**EXERCISE DESCRIPTION**
Pick out each line in the records below that contains the word "wooden", and copy those lines.

━━ DATA SUPPLIED ━━

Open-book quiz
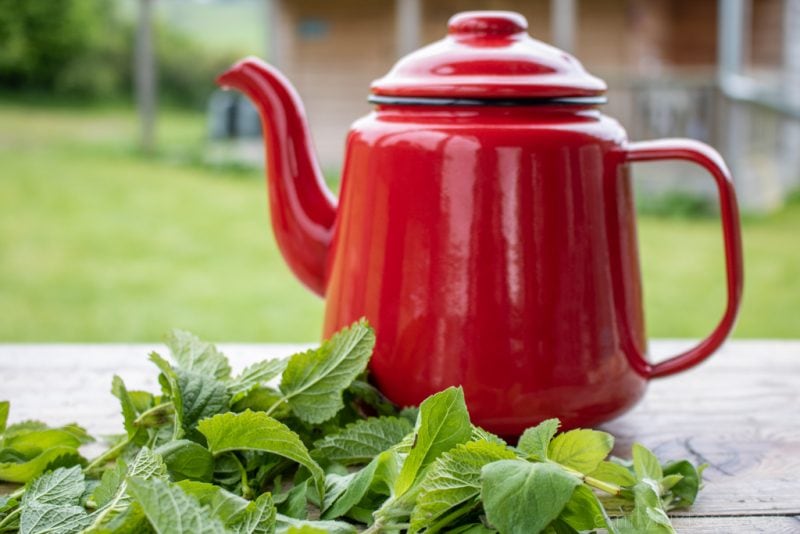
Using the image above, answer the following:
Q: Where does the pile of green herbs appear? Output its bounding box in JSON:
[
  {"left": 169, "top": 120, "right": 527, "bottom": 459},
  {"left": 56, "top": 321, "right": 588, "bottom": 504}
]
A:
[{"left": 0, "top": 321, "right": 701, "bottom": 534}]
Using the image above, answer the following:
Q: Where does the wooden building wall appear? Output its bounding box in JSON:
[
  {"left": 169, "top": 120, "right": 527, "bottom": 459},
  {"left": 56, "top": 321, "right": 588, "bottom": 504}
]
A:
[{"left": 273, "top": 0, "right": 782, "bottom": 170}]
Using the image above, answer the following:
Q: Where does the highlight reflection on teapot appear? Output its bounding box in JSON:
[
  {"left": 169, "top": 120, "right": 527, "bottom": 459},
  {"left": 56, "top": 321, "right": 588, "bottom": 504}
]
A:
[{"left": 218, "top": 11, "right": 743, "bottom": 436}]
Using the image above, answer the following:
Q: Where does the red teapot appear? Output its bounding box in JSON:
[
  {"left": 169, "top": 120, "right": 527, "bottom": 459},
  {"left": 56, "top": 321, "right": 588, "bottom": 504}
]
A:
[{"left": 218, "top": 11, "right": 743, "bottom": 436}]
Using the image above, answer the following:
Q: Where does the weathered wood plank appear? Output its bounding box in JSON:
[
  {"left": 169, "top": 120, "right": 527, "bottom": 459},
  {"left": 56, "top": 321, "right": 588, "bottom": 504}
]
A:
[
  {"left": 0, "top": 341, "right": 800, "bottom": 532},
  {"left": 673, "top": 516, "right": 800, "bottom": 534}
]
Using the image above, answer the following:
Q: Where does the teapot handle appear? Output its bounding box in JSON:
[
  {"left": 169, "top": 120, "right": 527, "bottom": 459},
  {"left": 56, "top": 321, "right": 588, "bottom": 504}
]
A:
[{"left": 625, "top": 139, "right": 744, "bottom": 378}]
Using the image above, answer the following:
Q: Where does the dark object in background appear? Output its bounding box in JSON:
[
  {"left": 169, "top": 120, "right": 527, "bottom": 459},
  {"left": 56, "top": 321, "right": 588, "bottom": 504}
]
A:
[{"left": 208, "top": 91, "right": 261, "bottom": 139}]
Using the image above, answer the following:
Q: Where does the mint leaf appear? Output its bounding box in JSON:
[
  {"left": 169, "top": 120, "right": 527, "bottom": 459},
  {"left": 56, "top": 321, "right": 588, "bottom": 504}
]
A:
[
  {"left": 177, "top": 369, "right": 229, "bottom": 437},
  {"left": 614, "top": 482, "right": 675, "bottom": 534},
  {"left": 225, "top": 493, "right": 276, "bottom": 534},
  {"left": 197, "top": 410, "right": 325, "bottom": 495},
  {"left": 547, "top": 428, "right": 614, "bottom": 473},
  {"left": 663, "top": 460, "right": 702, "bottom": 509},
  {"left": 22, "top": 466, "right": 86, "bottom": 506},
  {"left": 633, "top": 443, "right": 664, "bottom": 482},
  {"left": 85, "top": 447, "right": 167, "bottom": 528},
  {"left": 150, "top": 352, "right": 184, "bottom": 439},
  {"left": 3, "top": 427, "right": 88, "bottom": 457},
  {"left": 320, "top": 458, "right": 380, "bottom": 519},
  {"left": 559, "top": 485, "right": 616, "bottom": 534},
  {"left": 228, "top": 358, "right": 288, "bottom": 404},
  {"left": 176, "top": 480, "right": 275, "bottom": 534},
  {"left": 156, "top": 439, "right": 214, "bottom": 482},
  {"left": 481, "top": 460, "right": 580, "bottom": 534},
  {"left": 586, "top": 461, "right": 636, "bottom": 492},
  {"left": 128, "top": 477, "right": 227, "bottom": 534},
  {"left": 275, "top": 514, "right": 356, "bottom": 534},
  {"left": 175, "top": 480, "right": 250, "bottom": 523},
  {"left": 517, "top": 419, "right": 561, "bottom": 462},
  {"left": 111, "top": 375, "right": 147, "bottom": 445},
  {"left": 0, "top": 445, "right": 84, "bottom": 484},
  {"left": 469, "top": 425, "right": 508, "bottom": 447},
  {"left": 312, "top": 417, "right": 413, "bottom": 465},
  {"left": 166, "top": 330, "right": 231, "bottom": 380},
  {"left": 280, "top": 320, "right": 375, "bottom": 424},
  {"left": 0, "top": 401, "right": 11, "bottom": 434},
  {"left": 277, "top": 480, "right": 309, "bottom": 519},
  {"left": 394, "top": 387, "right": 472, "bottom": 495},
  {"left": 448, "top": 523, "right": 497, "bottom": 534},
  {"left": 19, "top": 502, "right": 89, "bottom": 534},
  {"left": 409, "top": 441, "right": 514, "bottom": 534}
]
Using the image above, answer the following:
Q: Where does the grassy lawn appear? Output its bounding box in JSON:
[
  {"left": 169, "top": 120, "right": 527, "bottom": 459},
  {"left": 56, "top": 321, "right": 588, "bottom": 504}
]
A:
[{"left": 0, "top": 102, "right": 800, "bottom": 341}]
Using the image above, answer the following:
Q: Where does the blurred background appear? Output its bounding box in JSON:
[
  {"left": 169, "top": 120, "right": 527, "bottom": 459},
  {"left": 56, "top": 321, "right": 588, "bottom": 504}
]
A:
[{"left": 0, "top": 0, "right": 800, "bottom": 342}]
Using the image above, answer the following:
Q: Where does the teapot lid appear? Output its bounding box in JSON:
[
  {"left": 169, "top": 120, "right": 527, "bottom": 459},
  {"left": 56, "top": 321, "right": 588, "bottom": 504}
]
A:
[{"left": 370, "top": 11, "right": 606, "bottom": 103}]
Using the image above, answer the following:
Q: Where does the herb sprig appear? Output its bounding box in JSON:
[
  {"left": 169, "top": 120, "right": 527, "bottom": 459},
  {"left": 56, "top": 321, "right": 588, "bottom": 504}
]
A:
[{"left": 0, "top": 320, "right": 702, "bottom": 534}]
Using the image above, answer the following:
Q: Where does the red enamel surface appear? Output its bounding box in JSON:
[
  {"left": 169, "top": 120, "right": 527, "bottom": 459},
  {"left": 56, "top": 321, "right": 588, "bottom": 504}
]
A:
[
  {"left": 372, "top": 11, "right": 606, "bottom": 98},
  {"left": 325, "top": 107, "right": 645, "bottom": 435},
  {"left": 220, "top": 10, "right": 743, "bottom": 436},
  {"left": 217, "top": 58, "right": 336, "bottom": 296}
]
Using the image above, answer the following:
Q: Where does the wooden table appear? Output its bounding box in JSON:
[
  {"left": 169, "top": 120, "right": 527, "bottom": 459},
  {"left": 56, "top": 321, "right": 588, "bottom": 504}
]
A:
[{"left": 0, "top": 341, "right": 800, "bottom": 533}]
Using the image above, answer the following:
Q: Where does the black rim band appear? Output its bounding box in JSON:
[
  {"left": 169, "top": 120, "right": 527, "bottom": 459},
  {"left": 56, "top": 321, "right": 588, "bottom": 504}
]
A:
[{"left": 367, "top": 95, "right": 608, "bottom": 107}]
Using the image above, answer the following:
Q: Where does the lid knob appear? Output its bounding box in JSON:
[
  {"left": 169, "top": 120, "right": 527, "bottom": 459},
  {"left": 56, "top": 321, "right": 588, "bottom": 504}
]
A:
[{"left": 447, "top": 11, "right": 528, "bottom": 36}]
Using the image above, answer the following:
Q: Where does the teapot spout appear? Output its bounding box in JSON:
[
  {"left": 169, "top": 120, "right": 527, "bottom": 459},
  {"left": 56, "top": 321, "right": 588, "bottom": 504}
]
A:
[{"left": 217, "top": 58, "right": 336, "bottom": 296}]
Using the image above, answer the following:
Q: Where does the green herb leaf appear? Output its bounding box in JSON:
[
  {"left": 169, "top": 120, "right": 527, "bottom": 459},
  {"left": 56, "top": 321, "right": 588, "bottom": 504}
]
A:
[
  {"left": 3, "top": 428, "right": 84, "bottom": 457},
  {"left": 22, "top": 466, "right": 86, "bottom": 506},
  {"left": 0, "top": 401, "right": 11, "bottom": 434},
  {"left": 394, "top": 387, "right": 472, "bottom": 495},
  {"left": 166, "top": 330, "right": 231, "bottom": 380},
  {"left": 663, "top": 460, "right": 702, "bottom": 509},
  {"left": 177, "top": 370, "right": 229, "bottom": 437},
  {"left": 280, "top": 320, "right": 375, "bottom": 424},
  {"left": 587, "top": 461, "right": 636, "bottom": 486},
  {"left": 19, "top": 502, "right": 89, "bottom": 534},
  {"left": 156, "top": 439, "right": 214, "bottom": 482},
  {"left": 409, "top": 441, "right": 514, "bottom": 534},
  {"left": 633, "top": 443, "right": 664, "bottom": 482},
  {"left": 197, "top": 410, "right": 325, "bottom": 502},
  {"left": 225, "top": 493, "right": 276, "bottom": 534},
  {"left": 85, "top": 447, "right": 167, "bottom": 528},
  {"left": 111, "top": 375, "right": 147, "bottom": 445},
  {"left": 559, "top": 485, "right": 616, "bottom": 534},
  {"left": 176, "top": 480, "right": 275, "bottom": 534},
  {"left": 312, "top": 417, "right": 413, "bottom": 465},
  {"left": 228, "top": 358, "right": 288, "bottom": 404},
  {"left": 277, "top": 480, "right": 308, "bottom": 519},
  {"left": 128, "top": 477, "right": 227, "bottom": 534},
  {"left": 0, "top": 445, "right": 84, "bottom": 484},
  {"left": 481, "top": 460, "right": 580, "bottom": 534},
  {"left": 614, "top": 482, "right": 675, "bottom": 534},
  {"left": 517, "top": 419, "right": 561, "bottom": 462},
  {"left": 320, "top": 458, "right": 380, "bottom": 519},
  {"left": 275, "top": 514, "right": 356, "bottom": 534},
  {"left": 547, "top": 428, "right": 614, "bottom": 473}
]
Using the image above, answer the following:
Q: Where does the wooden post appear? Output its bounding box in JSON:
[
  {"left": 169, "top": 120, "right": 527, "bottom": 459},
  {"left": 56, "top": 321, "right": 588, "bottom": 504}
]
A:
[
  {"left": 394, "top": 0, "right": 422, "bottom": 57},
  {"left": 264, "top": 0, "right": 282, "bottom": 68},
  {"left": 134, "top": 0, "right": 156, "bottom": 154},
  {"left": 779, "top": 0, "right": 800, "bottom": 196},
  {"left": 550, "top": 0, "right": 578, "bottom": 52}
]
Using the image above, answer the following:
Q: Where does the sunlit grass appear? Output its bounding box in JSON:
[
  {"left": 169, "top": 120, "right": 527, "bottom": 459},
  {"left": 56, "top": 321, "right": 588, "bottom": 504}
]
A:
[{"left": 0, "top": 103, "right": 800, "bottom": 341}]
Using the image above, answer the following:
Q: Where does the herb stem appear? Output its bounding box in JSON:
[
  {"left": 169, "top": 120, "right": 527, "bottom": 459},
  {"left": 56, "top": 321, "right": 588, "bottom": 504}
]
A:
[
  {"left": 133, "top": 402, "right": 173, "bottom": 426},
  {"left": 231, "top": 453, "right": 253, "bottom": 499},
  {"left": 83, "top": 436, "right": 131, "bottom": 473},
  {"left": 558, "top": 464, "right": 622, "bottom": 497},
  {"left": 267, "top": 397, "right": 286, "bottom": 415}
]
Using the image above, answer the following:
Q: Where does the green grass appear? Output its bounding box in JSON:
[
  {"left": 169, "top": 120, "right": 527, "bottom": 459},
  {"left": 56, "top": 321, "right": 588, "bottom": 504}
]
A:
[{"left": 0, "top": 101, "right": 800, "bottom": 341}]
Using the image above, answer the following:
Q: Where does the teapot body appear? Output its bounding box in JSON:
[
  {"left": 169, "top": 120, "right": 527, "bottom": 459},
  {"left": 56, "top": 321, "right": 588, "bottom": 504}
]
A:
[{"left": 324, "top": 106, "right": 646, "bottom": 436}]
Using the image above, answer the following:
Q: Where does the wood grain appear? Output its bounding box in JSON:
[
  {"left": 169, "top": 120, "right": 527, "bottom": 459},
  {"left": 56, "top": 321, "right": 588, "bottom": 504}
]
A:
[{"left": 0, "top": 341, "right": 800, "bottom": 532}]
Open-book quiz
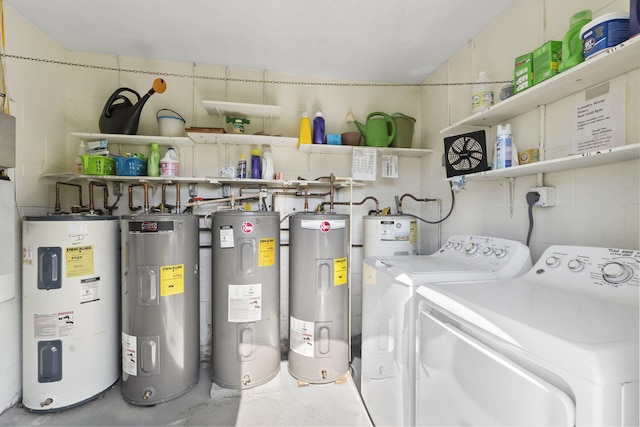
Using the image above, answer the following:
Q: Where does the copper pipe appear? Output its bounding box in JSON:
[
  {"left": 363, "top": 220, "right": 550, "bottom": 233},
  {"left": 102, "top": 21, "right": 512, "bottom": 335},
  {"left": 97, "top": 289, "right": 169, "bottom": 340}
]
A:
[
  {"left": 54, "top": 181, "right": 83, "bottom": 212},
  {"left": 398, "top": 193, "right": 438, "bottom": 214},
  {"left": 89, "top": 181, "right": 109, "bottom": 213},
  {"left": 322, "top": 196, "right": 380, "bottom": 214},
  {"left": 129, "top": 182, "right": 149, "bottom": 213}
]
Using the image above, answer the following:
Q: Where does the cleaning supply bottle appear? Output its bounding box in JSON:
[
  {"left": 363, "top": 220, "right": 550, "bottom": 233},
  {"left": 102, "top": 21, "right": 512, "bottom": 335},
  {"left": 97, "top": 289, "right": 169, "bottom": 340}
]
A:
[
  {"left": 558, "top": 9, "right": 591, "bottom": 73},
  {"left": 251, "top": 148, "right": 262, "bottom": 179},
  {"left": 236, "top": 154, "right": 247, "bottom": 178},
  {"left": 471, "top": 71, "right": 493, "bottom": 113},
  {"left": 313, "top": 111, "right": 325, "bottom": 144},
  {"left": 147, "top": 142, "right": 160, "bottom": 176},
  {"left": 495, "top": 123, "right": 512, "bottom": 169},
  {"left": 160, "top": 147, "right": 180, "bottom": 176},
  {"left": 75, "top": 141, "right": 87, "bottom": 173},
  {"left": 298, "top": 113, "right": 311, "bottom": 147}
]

━━━

**THE RESULT**
Q: Where does the wooden building wall appear? Output its bounding box in JSON:
Q: Where does the wooden table appear? Output its bounding box in JSON:
Q: Where does the wooden post appear? Output its bounding box in JSON:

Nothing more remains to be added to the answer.